## BEGIN Document extract
Commentary: A Path to Nowhere and the Absence of Leadership (Part 1)

The recent geopolitical tensions resulting from the ongoing crisis between Russia and Ukraine have indirectly helped to reveal in a sobering fashion one of the major problems that has been plaguing the U.S. public space program for many years: the overall lack of foresight and national leadership.

The deterioration in U.S.-Russian relationships that resulted from the annexation of Ukraine’s Crimea peninsula by Russia last month has awakened many in the U.S. to the implications of the lack of a domestic crew launch capability to low-Earth orbit, as evidenced in the various hearings that took place on Capitol Hill in recent weeks regarding NASA’s budget. Yet, despite the many rounds of finger-pointing between Congress and the White House over the issue, this state of affairs has resulted from a series of ill-fated and poorly thought-out decisions made in previous years by all interesting parties, including NASA’s leadership itself. These decisions left a lasting impact in a negative way, in almost every aspect of the space agency’s human spaceflight program, ranging from the ability to have regular access to the International Space Station, to setting realistic goals for deep space exploration beyond low-Earth orbit.
## END Document extract
## BEGIN Dataset entries
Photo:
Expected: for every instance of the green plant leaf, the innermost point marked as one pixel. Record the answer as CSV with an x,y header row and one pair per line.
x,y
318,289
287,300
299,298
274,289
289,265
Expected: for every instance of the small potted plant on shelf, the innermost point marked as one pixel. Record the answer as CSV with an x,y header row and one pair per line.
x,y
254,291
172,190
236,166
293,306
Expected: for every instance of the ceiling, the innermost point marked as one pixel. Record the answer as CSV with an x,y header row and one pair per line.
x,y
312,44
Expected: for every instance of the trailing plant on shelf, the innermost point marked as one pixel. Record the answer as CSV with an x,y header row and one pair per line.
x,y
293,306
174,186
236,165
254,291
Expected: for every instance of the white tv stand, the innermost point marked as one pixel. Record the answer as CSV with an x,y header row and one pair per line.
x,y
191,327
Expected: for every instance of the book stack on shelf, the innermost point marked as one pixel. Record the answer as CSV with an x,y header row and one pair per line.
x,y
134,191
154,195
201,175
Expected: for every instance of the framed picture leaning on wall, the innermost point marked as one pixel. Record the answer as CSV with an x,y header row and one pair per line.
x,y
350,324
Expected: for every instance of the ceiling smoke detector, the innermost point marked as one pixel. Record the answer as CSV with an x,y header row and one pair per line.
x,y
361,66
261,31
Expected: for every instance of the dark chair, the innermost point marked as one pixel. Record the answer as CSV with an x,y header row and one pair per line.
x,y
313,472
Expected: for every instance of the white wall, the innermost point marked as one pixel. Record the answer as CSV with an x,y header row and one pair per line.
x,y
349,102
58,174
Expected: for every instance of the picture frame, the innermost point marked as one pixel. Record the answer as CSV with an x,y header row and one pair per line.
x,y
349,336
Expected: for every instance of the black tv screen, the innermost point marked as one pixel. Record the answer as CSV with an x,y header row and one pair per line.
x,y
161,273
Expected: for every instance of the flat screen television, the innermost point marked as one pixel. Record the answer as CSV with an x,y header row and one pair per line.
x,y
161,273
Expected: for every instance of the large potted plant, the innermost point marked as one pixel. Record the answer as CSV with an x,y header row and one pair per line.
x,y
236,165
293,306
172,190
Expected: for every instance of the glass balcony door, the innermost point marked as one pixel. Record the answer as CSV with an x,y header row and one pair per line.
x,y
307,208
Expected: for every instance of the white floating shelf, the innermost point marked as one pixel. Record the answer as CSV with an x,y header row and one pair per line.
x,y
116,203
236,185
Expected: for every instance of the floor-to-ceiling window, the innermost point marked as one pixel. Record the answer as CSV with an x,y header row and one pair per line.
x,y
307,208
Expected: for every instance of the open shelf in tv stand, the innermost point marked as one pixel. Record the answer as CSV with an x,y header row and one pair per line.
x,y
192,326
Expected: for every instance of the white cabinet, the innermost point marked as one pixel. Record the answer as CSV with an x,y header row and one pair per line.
## END Dataset entries
__What this task involves__
Reproduce the space program commentary above word for word, everything from "The recent geopolitical" down to "and national leadership.".

__Written answer__
The recent geopolitical tensions resulting from the ongoing crisis between Russia and Ukraine have indirectly helped to reveal in a sobering fashion one of the major problems that has been plaguing the U.S. public space program for many years: the overall lack of foresight and national leadership.